• **WHAT IS NEEDED**:
Format as a JSON list of strings, one string per line with blank lines omitted, everything from the line containing "target | horizontal rock striation" down to the line containing "<point>187,234</point>", both included.
* begin RECORDS FOR THIS EXERCISE *
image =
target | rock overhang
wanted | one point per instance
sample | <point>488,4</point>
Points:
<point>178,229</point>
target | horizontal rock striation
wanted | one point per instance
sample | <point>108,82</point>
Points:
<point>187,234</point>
* end RECORDS FOR THIS EXERCISE *
* begin RECORDS FOR THIS EXERCISE *
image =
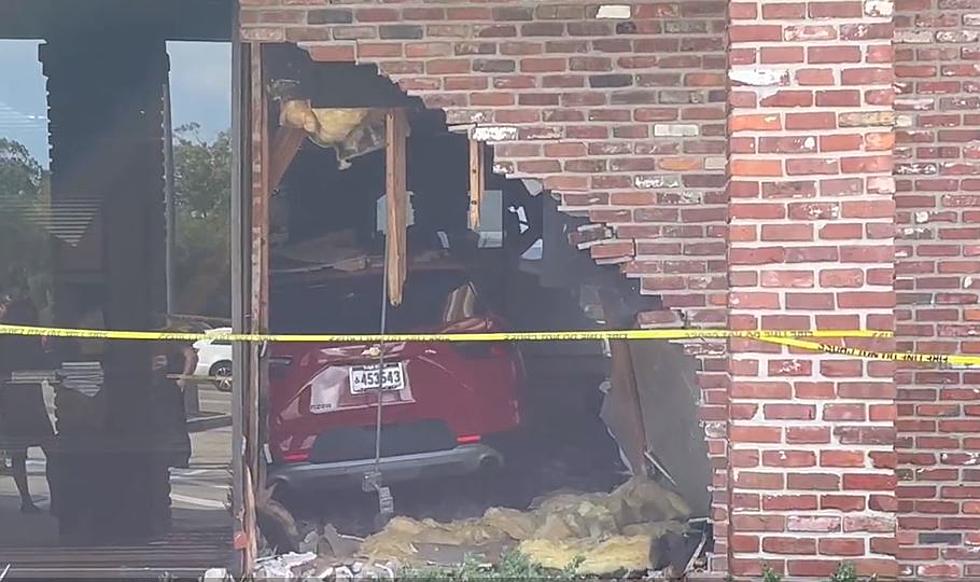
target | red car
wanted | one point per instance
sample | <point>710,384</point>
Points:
* end RECORDS FOR THIS EXERCISE *
• **OUTPUT OF THE EXERCISE**:
[
  "target | horizontal rock striation",
  "wanted | one point per instance",
  "sample | <point>108,82</point>",
  "Points:",
  "<point>187,234</point>"
]